- _THE EXERCISE_:
Could you put every line of the records below into a numbered list, skipping blank lines and leaving out the pictures?

- _RECORDED DATA_:
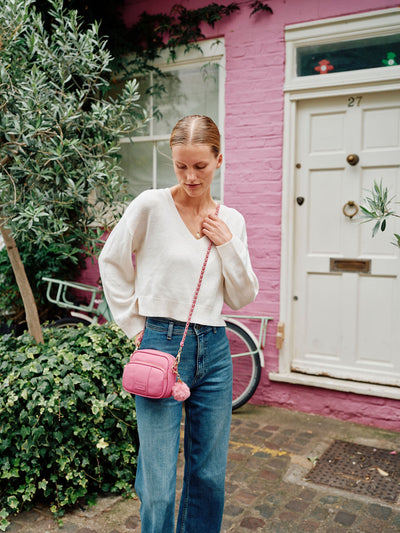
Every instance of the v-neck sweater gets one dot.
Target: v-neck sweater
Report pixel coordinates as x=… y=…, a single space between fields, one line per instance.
x=162 y=278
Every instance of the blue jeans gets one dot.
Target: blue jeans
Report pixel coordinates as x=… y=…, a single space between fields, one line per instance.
x=206 y=367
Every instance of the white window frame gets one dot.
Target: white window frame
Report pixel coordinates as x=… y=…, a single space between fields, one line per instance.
x=339 y=29
x=208 y=51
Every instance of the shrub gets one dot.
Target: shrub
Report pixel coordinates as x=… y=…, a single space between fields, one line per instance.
x=67 y=428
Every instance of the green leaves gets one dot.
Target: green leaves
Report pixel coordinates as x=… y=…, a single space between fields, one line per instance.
x=59 y=141
x=378 y=209
x=67 y=428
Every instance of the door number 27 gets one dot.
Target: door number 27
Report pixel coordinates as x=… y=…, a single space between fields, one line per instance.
x=354 y=101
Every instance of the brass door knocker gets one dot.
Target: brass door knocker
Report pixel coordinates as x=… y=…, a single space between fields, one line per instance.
x=350 y=209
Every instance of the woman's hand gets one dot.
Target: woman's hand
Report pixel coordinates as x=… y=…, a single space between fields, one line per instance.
x=216 y=230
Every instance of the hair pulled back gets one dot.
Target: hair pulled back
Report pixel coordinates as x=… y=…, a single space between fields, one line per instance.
x=196 y=129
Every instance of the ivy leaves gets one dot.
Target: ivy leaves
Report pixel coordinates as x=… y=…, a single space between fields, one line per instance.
x=67 y=428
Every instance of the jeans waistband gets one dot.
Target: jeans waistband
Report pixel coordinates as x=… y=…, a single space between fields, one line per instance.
x=169 y=324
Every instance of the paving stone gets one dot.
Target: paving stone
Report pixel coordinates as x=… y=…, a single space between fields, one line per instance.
x=270 y=475
x=233 y=510
x=379 y=511
x=308 y=525
x=329 y=499
x=252 y=523
x=319 y=513
x=297 y=505
x=344 y=518
x=307 y=494
x=265 y=510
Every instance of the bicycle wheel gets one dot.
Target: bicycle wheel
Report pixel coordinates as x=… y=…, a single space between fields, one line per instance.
x=246 y=364
x=70 y=322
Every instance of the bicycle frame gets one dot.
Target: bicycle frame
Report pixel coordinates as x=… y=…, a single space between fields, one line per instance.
x=260 y=341
x=57 y=294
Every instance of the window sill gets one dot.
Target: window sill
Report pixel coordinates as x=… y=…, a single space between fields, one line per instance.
x=367 y=389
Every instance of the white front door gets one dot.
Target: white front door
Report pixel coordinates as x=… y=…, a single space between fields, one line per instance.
x=346 y=298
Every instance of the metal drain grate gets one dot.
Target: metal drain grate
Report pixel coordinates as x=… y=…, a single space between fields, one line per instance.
x=359 y=469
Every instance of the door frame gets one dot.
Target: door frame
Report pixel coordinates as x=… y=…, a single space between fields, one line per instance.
x=375 y=23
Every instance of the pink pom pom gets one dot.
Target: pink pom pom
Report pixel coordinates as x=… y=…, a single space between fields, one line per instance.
x=180 y=391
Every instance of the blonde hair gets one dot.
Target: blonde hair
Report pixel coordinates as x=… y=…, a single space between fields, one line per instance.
x=197 y=129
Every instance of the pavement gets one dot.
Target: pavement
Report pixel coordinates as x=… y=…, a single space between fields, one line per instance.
x=272 y=451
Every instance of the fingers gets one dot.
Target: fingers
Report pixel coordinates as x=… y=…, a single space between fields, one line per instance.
x=216 y=230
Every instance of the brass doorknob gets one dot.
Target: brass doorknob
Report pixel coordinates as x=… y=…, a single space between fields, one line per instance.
x=350 y=209
x=352 y=159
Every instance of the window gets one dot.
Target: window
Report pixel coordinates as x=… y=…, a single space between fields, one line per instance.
x=193 y=84
x=362 y=48
x=351 y=55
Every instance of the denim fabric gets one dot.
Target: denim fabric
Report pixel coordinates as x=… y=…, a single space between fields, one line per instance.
x=206 y=367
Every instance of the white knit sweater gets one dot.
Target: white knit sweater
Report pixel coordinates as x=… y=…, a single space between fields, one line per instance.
x=168 y=261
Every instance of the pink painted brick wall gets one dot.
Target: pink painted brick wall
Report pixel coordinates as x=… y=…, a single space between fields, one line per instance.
x=255 y=55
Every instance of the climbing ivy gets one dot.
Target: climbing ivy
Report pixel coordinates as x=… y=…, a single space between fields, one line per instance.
x=152 y=33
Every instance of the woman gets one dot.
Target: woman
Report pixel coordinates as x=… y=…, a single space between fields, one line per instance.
x=168 y=231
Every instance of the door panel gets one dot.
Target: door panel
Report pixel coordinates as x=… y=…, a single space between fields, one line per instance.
x=346 y=322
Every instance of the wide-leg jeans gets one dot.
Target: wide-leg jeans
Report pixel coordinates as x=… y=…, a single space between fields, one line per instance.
x=206 y=367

- _RESULT OF THE EXERCISE_:
1. Every instance of the v-neck sweater gets one dot.
2. Target: v-neck sweater
3. Report pixel coordinates as x=… y=…, a single space between fields, one line per instance.
4. x=162 y=278
5. Every instance of the blue jeans gets one dot.
6. Target: blue jeans
7. Report pixel coordinates as x=… y=…, a single space between fields, one line per instance.
8. x=206 y=367
9. Every instance of the white window frame gets one dot.
10. Target: white window frame
11. Report pixel coordinates as x=… y=…, a single space between fields, one line per instance.
12. x=339 y=29
13. x=208 y=51
14. Every instance of the shrub gets one dot.
15. Target: shrub
16. Report pixel coordinates as x=… y=…, a single space between fields, one line per instance.
17. x=67 y=428
18. Every instance of the green leaves gets one dot.
19. Target: green leaves
20. Report pixel coordinates as x=… y=…, a single space between fields, one line per instance.
21. x=59 y=141
22. x=378 y=209
23. x=67 y=428
24. Every instance of the door number 27 gets one dot.
25. Target: door number 27
26. Report pixel coordinates as x=… y=…, a single space between fields, one line per instance.
27. x=354 y=101
28. Every instance of the brass door knocker gets one dot.
29. Target: brass door knocker
30. Report pixel coordinates as x=… y=…, a single space between fields, one line per instance.
31. x=350 y=209
32. Every instance of the woman's hand gets one dot.
33. Target: woman's hand
34. Report pixel coordinates as x=… y=…, a single space between fields, one line per instance.
35. x=216 y=230
36. Every instance of the hair pulled back gets one dot.
37. Target: hair pulled back
38. Report pixel coordinates as x=… y=…, a single space between fields, one line per instance.
39. x=196 y=129
40. Every instance of the ivy leaves gets one dot.
41. Target: ivy leaves
42. Report pixel coordinates as x=… y=…, a single space between fields, one line per instance.
43. x=67 y=428
44. Every instance of the jeans waistband gets one dot.
45. Target: jeans waistband
46. Report pixel coordinates as x=… y=…, a single space between fields, one line per instance.
47. x=169 y=324
48. Every instance of the paving stone gets one dot.
49. Target: paving stone
50. Report pixel coordinates as x=… y=…, a single space between fields, one line per instance.
51. x=270 y=475
52. x=233 y=510
53. x=379 y=511
54. x=308 y=525
55. x=329 y=499
56. x=252 y=523
57. x=319 y=513
58. x=297 y=505
59. x=344 y=518
60. x=307 y=494
61. x=265 y=510
62. Every instance of the bicycle wheel gets one dot.
63. Target: bicycle wheel
64. Report pixel coordinates as x=… y=…, a single space between fields, one line per instance.
65. x=246 y=364
66. x=70 y=322
67. Every instance of the bicycle frame gets one dot.
68. Target: bicycle frame
69. Report pixel coordinates as x=… y=…, a single space between fields, one line per instance.
70. x=260 y=341
71. x=57 y=294
72. Every instance of the window sill gets one dot.
73. Target: window sill
74. Report pixel coordinates as x=… y=…, a single space between fields, one line per instance.
75. x=367 y=389
76. Every instance of the white front door gets one dot.
77. Target: white front door
78. Report pixel coordinates as x=… y=…, a single space between fields, one line per instance.
79. x=346 y=298
80. Every instance of the metal drain grate gets one dot.
81. Target: metal drain grate
82. Report pixel coordinates as x=… y=…, a single space between fields, one line per instance.
83. x=359 y=469
84. Every instance of the door frame gets one dot.
85. Target: door frame
86. Report pixel coordinates as x=… y=…, a single space between fields, one line per instance.
87. x=375 y=23
88. Every instance of the pink pom pom gets one dot.
89. Target: pink pom pom
90. Report pixel coordinates as x=… y=…, a single space between fields, one line per instance.
91. x=180 y=391
92. Every instance of the blonde hair gets one dot.
93. Target: blonde hair
94. Report pixel coordinates as x=… y=…, a single space between fields, one line per instance.
95. x=197 y=129
96. Every instance of the pavement gets one dot.
97. Target: pavement
98. Report pixel coordinates as x=… y=…, a single space between fields, one line per instance.
99. x=272 y=451
100. Every instance of the fingers gets one dot.
101. Target: fingers
102. Report pixel coordinates as x=… y=…, a single space between fields, one line per instance.
103. x=216 y=230
104. Every instance of the brass doorknob gets one dot.
105. Target: brass doorknob
106. Report pixel coordinates as x=… y=…, a single space between fields, one line per instance.
107. x=350 y=209
108. x=352 y=159
109. Every instance of the window gets one dot.
110. Target: window
111. Report pixel coordinates as x=… y=…, a single space between fields, one line per instance.
112. x=193 y=84
113. x=362 y=48
114. x=351 y=55
115. Every instance of the denim fabric gets one dot.
116. Target: denim fabric
117. Report pixel coordinates as x=… y=…, a single space between fields, one line per instance.
118. x=206 y=367
119. Every instance of the white knit sweater gets one dot.
120. Target: white knit sweater
121. Report pixel coordinates as x=… y=…, a single space between fields, one line per instance.
122. x=168 y=261
123. Every instance of the pink painted brick wall gets one dot.
124. Target: pink painted brick wall
125. Report pixel coordinates as x=… y=…, a single space between fields, one line per instance.
126. x=255 y=55
127. Every instance of the climbing ivy gets one dot.
128. Target: climbing ivy
129. Report pixel coordinates as x=… y=…, a single space between fields, one line per instance.
130. x=152 y=33
131. Every instance of the woman gets one dot.
132. Target: woman
133. Report pixel coordinates as x=… y=…, a single space between fields, one line per instance.
134. x=168 y=231
135. Every instance of the door panel gets one dot.
136. Target: door panel
137. Report pixel coordinates as x=… y=…, a single space between fields, one line per instance.
138. x=346 y=322
139. Every instance of the wide-leg jeans gets one dot.
140. Target: wide-leg jeans
141. Report pixel coordinates as x=… y=…, a single space between fields, one line per instance.
142. x=206 y=367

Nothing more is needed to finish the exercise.